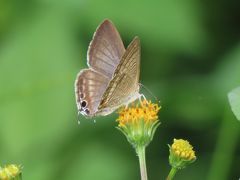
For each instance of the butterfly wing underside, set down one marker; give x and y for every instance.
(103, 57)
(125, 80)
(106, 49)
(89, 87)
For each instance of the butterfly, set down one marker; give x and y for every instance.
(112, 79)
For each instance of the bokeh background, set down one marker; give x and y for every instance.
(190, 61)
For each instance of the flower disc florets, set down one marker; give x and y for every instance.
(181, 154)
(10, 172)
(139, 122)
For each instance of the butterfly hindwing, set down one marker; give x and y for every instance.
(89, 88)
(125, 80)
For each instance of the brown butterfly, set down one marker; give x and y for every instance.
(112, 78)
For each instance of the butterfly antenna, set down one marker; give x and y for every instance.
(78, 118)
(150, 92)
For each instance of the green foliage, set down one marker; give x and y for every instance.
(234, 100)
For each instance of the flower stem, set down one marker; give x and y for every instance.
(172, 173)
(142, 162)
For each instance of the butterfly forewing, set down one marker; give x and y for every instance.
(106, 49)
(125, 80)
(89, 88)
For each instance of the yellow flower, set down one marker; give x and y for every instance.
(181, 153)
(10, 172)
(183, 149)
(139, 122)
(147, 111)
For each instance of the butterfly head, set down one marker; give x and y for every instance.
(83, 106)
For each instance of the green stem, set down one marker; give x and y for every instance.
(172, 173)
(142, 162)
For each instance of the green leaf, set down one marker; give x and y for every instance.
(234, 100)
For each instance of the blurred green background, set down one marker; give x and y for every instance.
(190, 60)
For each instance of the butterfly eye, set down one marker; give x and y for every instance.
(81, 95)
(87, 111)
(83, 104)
---
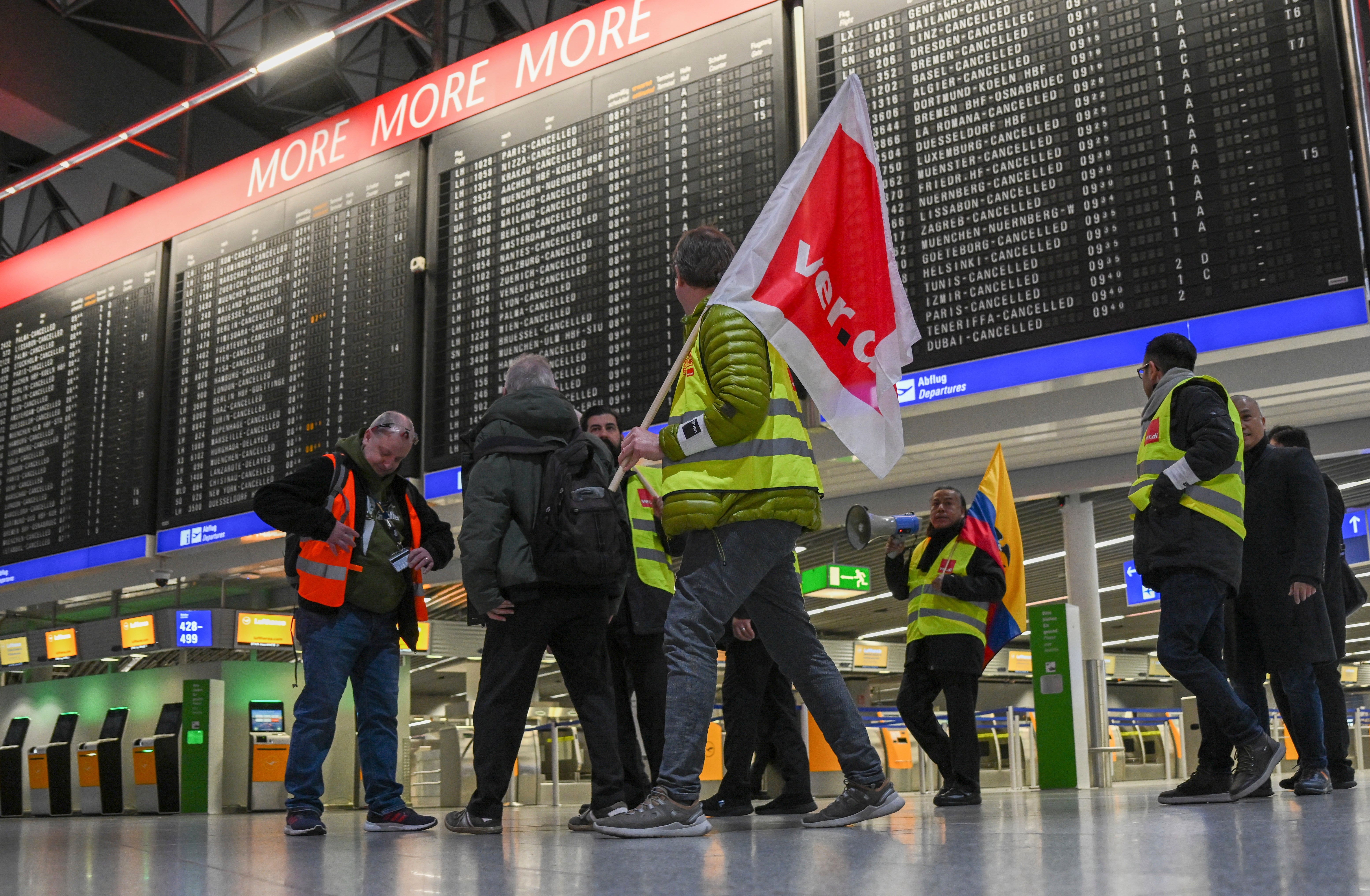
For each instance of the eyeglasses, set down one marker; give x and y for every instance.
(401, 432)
...
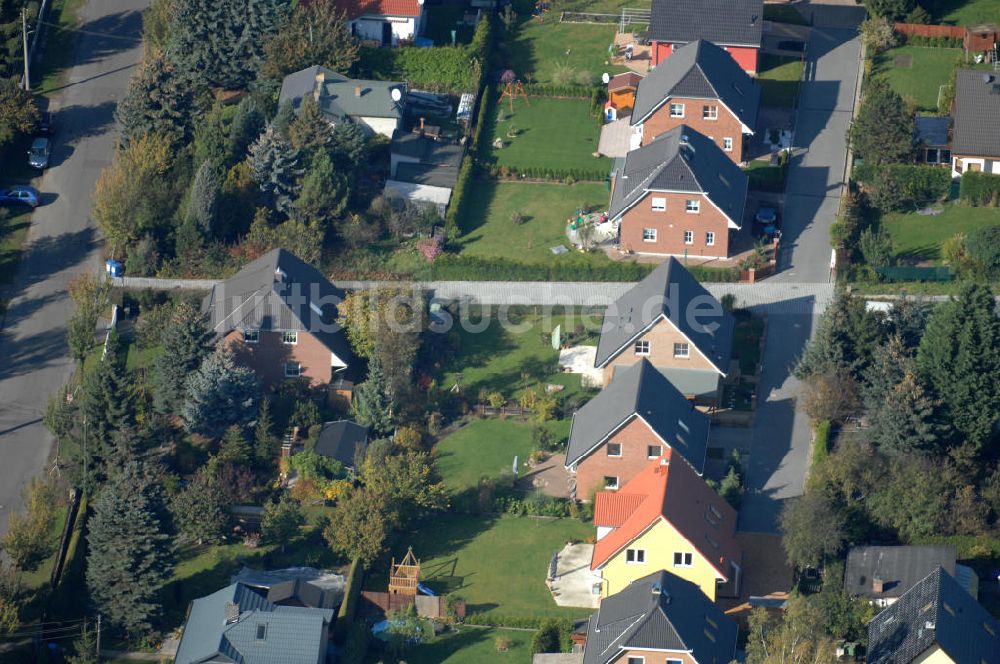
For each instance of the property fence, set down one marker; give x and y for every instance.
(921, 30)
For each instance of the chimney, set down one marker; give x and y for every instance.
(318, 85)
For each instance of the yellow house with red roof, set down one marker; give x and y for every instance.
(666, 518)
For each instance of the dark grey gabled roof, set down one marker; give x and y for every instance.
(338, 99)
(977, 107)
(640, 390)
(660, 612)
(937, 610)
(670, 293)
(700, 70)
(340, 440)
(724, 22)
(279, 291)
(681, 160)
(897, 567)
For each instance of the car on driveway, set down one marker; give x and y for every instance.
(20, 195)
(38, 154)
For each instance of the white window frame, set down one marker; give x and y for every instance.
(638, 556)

Request: Report every line in the items above that contains the string "yellow", copying each line in full. Case counts.

Final answer:
For each instance of the yellow flower, set down one marker; give x and y for every instance.
For each instance of the yellow house with red roof, set down one marker; give x and y for every instance.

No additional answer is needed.